Fragmento para leer ::
########

-Quedaste muy bonita en la foto del perfil en el wassap –le escribí a una amiga, a comienzos de año. Mi amiga no es que sea bonita, pero no hay mujeres feas, dicen los entendidos en la materia, y en la foto, mi amiga había mejorado notablemente. El poder de los estudios fotográficos. Y en seguida le hice una pregunta algo quisquillosa: “¿Dónde te mandaste a tomar la foto, para ir yo también?” La muchacha –ni tan muchacha- no es, como ya dije, bonita, pero en cambio es muy inteligente. De inmediato captó el mensaje, porque enseguida me envió un emoticón (creo que así se llama), una mano haciéndome pistola, la pistola que el otro día hacíamos frente a frente, con el dedo corazón levantado y los otros dedos, recogidos.
-¡Tan grosera! –le contesté.
Y de una me envió una imagen de don Ramón, el del Chavo del Ocho, riéndose a carcajadas: Lo que llaman un stiker, según mi asesora en cuestiones de lenguaje moderno.

########

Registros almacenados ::
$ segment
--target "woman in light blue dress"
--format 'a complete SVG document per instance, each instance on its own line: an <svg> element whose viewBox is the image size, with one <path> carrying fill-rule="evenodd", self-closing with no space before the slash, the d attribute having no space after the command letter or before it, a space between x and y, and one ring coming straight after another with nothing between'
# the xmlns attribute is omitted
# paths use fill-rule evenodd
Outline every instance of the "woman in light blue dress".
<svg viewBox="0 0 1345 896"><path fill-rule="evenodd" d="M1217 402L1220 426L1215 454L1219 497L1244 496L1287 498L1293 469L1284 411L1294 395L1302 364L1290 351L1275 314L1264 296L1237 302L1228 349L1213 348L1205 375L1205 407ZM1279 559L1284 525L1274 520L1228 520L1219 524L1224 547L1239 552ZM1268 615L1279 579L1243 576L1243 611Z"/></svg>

########

Instrucciones ::
(a) Traduce al inglés esta oración del fragmento: "La muchacha –ni tan muchacha- no es, como ya dije, bonita, pero en cambio es muy inteligente."
(b) Repite sin cambios la parte del fragmento que comienza en "Y de una me" y termina en "de lenguaje moderno.".
El material registrado es independiente y no forma parte del fragmento.

Respuestas ::
(a) The girl—not much of a girl anymore—is not, as I already said, pretty, but on the other hand she is very intelligent.

(b)
Y de una me envió una imagen de don Ramón, el del Chavo del Ocho, riéndose a carcajadas: Lo que llaman un stiker, según mi asesora en cuestiones de lenguaje moderno.